Referring expression pointing data
------------------------------------
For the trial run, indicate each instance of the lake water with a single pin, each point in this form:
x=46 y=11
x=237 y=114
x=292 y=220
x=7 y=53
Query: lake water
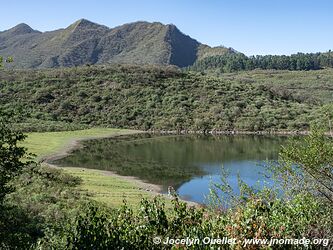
------------------------------------
Problem details |
Pick out each line above that includes "lake" and show it.

Task solution |
For the trial run, indicate each instance of the lake water with a single pin, each point in this form:
Query: lake water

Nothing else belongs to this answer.